▶ [Selected extract]
>>>>>
Next we create a mockup of the result of the pseudo-subquery in XQuery (which is explained in 4-Hierarchies). nations is a clan (table) with the lefts (columns) nationkey and nationname and for our mockup we add three rows/nations.

A clan is a Set of Sets of Couplets (a set of relations).

algebraixlib.mathobjects provides the classes that represent our data.

In [2]:

from algebraixlib.mathobjects import Set, Couplet

nations = Set(Set(Couplet('nationkey', 4), Couplet('nationname', 'EGYPT')),
              Set(Couplet('nationkey', 10), Couplet('nationname', 'IRAN')),
              Set(Couplet('nationkey', 11), Couplet('nationname', 'IRAQ')))
iprint_latex('nations')

$$nations = \left\{\begin{array}{l}\left\{\color{red}{\mbox{'nationkey'}}{\mapsto}{\color{blue}{\mbox{10}}},\ \color{red}{\mbox{'nationname'}}{\mapsto}{\color{blue}{\mbox{'IRAN'}}}\right\},\\ \left\{\color{red}{\mbox{'nationkey'}}{\mapsto}{\color{blue}{\mbox{11}}},\ \color{red}{\mbox{'nationname'}}{\mapsto}{\color{blue}{\mbox{'IRAQ'}}}\right\},\\ \left\{\color{red}{\mbox{'nationkey'}}{\mapsto}{\color{blue}{\mbox{4}}},\ \color{red}{\mbox{'nationname'}}{\mapsto}{\color{blue}{\mbox{'EGYPT'}}}\right\}\end{array}\right\}$$

We now join the two tables. They have only one column with matching names, which is the column on which they are to be joined. (While this is a lucky coincidence, the principle of the operation wouldn't be affected if we had to rename a column or two.)
<<<<<
Source data
>>>>>
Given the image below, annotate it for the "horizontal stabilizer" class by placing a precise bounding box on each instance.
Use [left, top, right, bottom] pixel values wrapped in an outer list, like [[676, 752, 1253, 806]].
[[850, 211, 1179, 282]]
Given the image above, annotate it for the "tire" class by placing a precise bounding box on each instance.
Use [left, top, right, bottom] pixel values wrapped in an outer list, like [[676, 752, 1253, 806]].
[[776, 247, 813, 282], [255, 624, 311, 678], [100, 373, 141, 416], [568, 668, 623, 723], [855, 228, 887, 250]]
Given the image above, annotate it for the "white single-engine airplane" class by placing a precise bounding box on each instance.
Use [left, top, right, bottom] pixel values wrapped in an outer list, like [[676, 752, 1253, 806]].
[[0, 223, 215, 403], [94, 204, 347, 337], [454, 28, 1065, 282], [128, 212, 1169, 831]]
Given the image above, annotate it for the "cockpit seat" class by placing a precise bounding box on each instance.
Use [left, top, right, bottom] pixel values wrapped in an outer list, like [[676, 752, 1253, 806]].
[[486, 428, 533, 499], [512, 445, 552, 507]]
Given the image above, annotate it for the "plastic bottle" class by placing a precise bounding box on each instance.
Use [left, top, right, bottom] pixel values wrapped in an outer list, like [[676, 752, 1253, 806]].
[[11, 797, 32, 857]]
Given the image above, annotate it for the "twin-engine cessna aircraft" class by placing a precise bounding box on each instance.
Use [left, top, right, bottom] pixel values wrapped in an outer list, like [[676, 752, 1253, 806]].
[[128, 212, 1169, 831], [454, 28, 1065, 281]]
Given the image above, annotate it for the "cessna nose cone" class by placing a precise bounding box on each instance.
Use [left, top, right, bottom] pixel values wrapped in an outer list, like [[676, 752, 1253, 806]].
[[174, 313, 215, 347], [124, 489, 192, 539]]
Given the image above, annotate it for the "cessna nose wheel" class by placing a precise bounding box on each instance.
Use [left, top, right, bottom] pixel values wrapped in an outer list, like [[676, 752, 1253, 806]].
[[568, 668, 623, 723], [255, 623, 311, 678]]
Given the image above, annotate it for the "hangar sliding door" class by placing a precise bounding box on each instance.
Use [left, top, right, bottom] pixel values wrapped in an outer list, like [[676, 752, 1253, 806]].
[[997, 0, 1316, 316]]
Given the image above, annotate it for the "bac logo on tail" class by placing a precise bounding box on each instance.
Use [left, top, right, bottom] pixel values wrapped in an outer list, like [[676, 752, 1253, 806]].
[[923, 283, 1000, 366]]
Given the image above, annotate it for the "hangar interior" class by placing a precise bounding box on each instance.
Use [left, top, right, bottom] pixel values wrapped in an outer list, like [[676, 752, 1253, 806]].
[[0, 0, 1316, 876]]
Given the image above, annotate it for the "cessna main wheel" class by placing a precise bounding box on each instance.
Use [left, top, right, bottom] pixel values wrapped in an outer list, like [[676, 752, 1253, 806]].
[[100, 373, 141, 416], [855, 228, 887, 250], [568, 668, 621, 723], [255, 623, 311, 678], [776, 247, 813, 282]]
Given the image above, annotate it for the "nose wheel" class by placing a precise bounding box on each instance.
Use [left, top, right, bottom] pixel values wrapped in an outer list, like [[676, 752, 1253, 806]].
<<<<<
▶ [Written tasks]
1. According to the algebraixlib excerpt, what is a clan?
2. Please extend the algebraixlib excerpt, picking up right after its last sentence about joining the two tables.

▶ [Task-by-task results]
1. A clan is a set of sets of couplets, that is, a set of relations.

2.
Mathematically, we represent such a join (where the column names align just right) as functional union:

$$ \begin{align*} \text{Functional union}:\ &R \underset{f}{\cup} Q &&:=\begin{cases} R \cup Q & \text{ if } R \cup Q \text{ is functional } \\ \text{undefined} & \text{ otherwise } \end{cases} & \text{ for } R, Q \in P(M \times M)\\ \text{Functional cross-union}:\ &\mathbb{C} \underset{f}{\blacktriangledown} \mathbb{D} &&:= \{R \underset{f}{\cup} Q\ : R \in \mathbb{C} \text{ and } Q \in \mathbb{D}\} & \text{ for } \mathbb{C}, \mathbb{D} \in P^2(M \times M) \end{align*} $$

With this we get:

$$ CustomersNations = Customer \underset{f}{\blacktriangledown} Nations $$

Since only a part of the relations in the customers clan have a couplet with a left part of nationkey and a right that matches a right in the nations clan`s nationkey lefts, the number of relations goes down from 150 (in the customers clan) to 19 (in the result of the join).

algebraixlib.algebras.clans contains the functions that are related to our algebra of clans.
clans.cross_functional_union executes the functional cross-union ($\underset{f}{\blacktriangledown}$).

In [3]:

import algebraixlib.algebras.clans as clans

customers_nations = clans.cross_functional_union(customers, nations)
iprint_latex('customers_nations', short=True)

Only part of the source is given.